START Exercise inputs
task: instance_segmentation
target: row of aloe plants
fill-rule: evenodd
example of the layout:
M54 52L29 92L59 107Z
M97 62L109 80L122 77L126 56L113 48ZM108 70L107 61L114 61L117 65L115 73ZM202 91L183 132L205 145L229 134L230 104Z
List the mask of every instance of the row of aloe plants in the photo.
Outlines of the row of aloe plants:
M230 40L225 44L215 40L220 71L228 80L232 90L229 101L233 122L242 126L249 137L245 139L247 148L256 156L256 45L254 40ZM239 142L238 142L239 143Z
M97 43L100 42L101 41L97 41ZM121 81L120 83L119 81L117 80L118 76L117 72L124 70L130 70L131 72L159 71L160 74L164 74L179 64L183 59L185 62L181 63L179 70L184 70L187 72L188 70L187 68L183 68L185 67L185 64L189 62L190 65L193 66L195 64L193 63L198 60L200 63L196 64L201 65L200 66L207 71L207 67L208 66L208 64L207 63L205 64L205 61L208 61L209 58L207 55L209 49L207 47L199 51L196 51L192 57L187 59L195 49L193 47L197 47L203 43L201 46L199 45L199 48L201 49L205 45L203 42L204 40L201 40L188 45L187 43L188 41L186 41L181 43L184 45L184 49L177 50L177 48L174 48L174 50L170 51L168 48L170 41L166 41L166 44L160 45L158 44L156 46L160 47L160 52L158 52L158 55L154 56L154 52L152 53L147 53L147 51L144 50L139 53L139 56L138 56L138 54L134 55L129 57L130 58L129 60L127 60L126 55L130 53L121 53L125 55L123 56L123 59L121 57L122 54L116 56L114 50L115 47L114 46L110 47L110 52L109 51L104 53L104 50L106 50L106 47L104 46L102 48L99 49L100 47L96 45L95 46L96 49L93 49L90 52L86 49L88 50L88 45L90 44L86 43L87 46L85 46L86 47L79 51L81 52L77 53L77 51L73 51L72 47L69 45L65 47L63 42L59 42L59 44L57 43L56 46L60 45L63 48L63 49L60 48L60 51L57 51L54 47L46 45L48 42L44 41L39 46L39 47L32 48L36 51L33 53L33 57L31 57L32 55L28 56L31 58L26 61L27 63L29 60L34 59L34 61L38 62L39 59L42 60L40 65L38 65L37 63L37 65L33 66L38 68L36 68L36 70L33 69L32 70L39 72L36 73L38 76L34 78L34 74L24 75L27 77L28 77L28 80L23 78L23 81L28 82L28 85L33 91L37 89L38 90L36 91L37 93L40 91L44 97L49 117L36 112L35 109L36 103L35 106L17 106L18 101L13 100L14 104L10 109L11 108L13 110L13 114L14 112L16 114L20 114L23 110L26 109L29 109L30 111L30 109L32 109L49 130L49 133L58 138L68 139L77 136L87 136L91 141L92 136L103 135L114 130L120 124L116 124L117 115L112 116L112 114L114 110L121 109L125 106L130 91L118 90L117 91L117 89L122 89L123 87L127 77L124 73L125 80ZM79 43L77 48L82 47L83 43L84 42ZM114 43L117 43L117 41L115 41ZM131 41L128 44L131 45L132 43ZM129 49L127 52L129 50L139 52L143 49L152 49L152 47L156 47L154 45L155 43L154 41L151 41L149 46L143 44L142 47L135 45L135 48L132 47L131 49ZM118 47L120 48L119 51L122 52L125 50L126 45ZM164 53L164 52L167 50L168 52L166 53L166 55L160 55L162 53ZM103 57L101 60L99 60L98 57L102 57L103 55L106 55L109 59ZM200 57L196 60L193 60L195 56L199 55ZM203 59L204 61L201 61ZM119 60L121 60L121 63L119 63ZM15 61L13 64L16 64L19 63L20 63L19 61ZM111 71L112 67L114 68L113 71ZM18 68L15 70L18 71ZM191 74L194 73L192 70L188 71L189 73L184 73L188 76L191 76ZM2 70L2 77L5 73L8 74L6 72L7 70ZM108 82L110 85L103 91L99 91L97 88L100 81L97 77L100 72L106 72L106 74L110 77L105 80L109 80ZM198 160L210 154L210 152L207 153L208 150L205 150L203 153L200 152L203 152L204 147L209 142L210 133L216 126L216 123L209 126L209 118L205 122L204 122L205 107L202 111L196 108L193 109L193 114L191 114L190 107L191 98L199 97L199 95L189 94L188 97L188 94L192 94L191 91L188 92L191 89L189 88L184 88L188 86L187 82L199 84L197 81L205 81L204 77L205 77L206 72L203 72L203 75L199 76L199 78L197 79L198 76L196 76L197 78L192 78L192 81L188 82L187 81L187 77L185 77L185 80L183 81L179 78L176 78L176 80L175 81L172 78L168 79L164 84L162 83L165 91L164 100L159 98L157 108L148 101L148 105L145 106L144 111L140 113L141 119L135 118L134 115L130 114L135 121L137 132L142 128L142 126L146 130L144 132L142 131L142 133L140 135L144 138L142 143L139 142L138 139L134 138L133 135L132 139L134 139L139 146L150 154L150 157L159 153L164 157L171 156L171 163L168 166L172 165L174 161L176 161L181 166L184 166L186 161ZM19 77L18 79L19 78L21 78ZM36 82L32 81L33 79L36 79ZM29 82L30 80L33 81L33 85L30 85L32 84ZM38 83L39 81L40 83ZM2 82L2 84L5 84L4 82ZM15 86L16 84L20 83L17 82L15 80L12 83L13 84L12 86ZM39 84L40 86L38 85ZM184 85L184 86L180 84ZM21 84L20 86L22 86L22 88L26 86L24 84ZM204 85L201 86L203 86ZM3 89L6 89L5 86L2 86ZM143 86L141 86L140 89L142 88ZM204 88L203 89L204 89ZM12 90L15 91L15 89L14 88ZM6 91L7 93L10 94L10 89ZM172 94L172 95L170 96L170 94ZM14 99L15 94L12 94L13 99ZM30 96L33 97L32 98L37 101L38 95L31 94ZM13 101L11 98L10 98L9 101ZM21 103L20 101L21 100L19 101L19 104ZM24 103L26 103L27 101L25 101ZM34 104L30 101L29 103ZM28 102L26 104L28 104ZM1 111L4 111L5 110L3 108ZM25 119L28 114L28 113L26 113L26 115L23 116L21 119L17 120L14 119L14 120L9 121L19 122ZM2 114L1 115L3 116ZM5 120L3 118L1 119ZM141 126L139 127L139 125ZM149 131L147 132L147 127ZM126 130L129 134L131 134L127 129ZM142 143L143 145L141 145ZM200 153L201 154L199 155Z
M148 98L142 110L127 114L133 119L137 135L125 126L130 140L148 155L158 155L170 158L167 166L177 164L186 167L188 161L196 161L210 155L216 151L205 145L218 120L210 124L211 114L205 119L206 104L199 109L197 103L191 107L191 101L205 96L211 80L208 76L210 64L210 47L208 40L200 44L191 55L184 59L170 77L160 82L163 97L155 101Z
END Exercise inputs
**Task to carry out**:
Could you render every row above as a Markdown table with the columns "Number" and "Text", where each line gets its number and its text and blank lines are left out?

**Result for this exercise**:
| Number | Text |
|---|---|
| 1 | task: instance_segmentation |
| 2 | target: row of aloe plants |
| 3 | fill-rule: evenodd |
| 4 | example of the layout: |
| 5 | M54 52L29 92L59 107Z |
| 6 | M97 62L109 80L122 77L126 56L113 48ZM108 70L107 61L114 61L117 65L115 73ZM202 91L183 132L205 145L229 134L230 104Z |
| 7 | List the mask of every instance of the row of aloe plants in the photo. |
| 8 | Outlines of the row of aloe plants: |
| 9 | M230 40L225 44L215 40L220 71L228 80L232 90L229 101L233 122L242 126L249 137L245 139L247 148L256 156L256 45L254 40ZM239 142L238 142L239 143Z |
| 10 | M97 43L100 42L101 41L97 41ZM121 81L120 83L119 81L117 80L118 76L117 72L124 70L130 70L131 72L159 71L160 74L164 74L179 64L183 59L185 62L181 63L179 70L184 70L187 72L188 70L187 68L183 68L185 67L185 64L189 62L190 65L193 66L195 64L193 63L198 60L200 63L196 64L201 65L200 66L207 71L207 67L208 66L208 64L207 63L205 64L205 61L208 61L209 58L207 55L209 49L207 47L199 51L196 51L192 57L187 59L195 49L193 47L197 47L203 43L201 46L199 45L199 48L201 49L205 45L203 42L204 40L201 40L188 45L187 43L188 41L186 41L181 43L184 45L184 49L177 50L177 48L174 48L174 50L170 51L168 48L170 41L166 41L166 44L160 45L158 44L156 46L160 47L160 52L158 52L158 55L154 56L154 52L152 53L147 53L147 51L144 50L139 53L139 56L138 56L138 54L134 55L129 57L130 58L129 60L127 60L126 55L130 53L121 53L125 55L123 56L123 59L121 57L122 54L116 56L114 50L115 47L114 46L110 47L110 52L109 51L104 53L104 50L106 50L106 47L104 46L102 48L99 49L100 47L96 45L95 46L96 49L93 49L90 52L86 49L88 50L88 45L90 44L86 43L87 46L85 46L86 47L79 51L81 52L77 53L77 51L73 51L72 47L69 45L65 47L63 42L59 42L59 44L57 43L56 46L60 45L63 48L63 49L60 48L60 51L57 51L54 47L46 45L48 42L44 41L39 46L39 47L32 48L36 51L33 53L33 57L31 57L32 55L28 56L31 58L26 61L27 63L29 60L34 59L34 61L38 62L39 59L42 60L40 65L38 65L37 63L37 65L33 66L38 68L36 68L36 70L33 69L32 70L39 72L36 73L38 76L34 78L34 74L24 75L27 77L28 77L28 80L23 78L23 81L28 82L28 85L33 91L37 89L38 90L36 91L37 93L40 91L44 97L49 117L36 112L35 109L36 103L35 106L17 106L18 101L13 100L14 104L10 109L11 108L13 110L13 114L14 112L16 114L20 114L23 110L26 109L29 109L30 111L30 109L32 109L49 130L49 133L58 138L68 139L77 136L87 136L91 141L92 136L103 135L114 130L120 124L116 124L117 115L112 116L112 114L114 110L121 109L125 106L130 91L118 90L117 91L117 89L122 89L123 87L127 77L124 73L125 80ZM79 43L77 48L82 47L83 43L84 42ZM114 43L117 43L117 41L115 41ZM131 41L128 44L131 45L132 43ZM129 49L127 52L129 50L139 52L143 49L152 49L152 47L156 47L154 45L155 43L154 41L151 41L149 46L143 44L142 47L135 45L135 48L132 47L131 49ZM118 47L120 48L119 51L122 52L125 50L126 45ZM164 53L164 52L167 50L168 52L166 53L166 55L160 55L162 53ZM103 57L101 60L99 60L98 57L102 57L103 55L106 55L109 59ZM200 57L196 60L193 60L195 56L199 55ZM203 59L204 61L201 61ZM119 60L121 60L121 63L119 63ZM15 61L13 64L16 64L19 63L20 63L19 61ZM111 71L112 67L114 68L113 71ZM18 68L15 70L18 71ZM191 74L194 73L192 70L188 71L189 73L184 73L188 76L191 76ZM2 70L2 77L5 73L8 74L6 72L7 70ZM108 82L110 85L103 91L99 91L97 88L100 81L97 77L100 72L106 72L106 74L110 77L105 80L109 80ZM198 160L210 154L210 152L207 153L208 150L205 150L203 153L200 152L203 152L204 147L209 142L210 133L216 126L216 123L209 126L209 118L205 122L204 122L205 107L202 111L196 108L193 109L193 114L191 114L190 107L191 98L199 97L199 95L189 94L188 97L188 94L192 94L191 91L188 92L191 89L189 88L184 88L188 86L187 82L199 84L197 81L205 81L204 77L205 77L206 72L203 72L203 75L199 76L199 78L197 79L198 76L196 76L197 78L192 78L192 81L188 82L187 81L187 77L185 77L185 80L183 81L179 78L176 78L176 80L175 81L172 78L168 79L164 84L162 83L165 91L164 100L159 98L157 108L148 101L148 105L145 106L144 111L140 113L141 119L135 118L134 115L130 114L135 121L137 132L142 128L142 126L146 130L144 132L142 131L142 133L140 135L144 138L142 143L139 142L138 139L134 138L133 135L132 139L134 139L139 146L150 154L150 157L159 153L164 157L171 156L171 163L168 166L172 165L174 161L176 161L181 166L184 166L186 161ZM19 77L18 79L19 78L21 78ZM36 82L32 81L33 79L36 79ZM29 82L30 80L33 81L33 85L30 85L32 84ZM38 83L39 81L40 83ZM2 82L2 84L5 84L4 82ZM15 86L16 84L20 83L17 82L15 80L12 83L13 84L12 86ZM39 84L40 86L38 85ZM184 85L184 86L180 84ZM21 84L20 86L22 86L22 88L26 86L24 84ZM204 85L201 86L203 86ZM3 89L6 89L5 86L2 86ZM143 86L141 86L140 89L142 88ZM204 88L203 89L204 89ZM12 90L15 91L15 89L14 88ZM6 91L7 93L10 94L10 89ZM172 94L172 95L170 96L170 94ZM14 99L15 94L12 94L13 99ZM30 96L33 97L32 98L37 101L38 95L31 94ZM13 101L11 98L10 98L9 101ZM21 103L20 101L21 100L19 101L19 104ZM24 103L26 103L27 101L25 101ZM34 104L30 101L29 103ZM28 102L26 104L28 104ZM1 111L4 111L5 110L3 108ZM25 119L28 114L28 113L26 113L26 115L23 116L21 119L17 120L14 119L14 120L9 121L19 122ZM2 114L1 115L3 116ZM5 120L3 118L1 119ZM141 126L139 127L139 125ZM149 131L147 132L147 127ZM126 130L129 134L131 134L127 129ZM142 143L143 145L141 145ZM200 153L201 154L199 155Z |
| 11 | M148 98L142 110L127 114L133 119L137 135L125 126L130 140L148 155L158 155L170 158L167 166L177 164L186 167L188 161L196 161L210 155L216 151L205 145L218 120L210 124L211 114L205 119L206 104L199 109L197 103L191 107L191 101L205 96L211 80L208 76L210 64L210 47L208 40L200 44L191 55L184 59L170 77L160 82L163 97L155 101Z |